- [Items from a data source]
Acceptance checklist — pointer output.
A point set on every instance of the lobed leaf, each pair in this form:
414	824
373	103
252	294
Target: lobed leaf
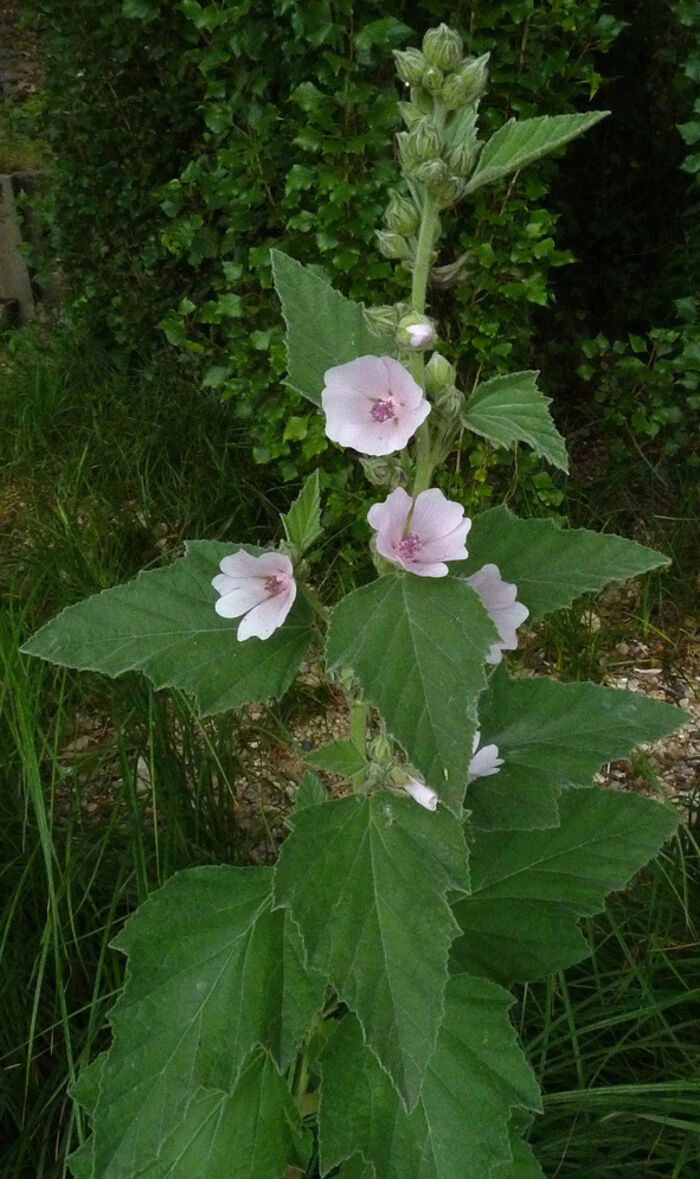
164	624
323	328
512	408
554	735
552	565
365	881
408	639
526	140
529	888
185	1087
459	1130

- [REQUEST] Reproduce every line of the material above, instructions included, shifting each coordinate in the answers by -87. Leave the pictures out.

- [SOLUTION]
Acceptance checklist — pointer output.
A point set on every instance of the lobed leaf, each pair in this form:
414	824
373	103
252	294
Target: lobed leaf
77	537
236	241
425	321
467	648
465	478
278	794
321	552
439	53
442	801
98	1000
372	1043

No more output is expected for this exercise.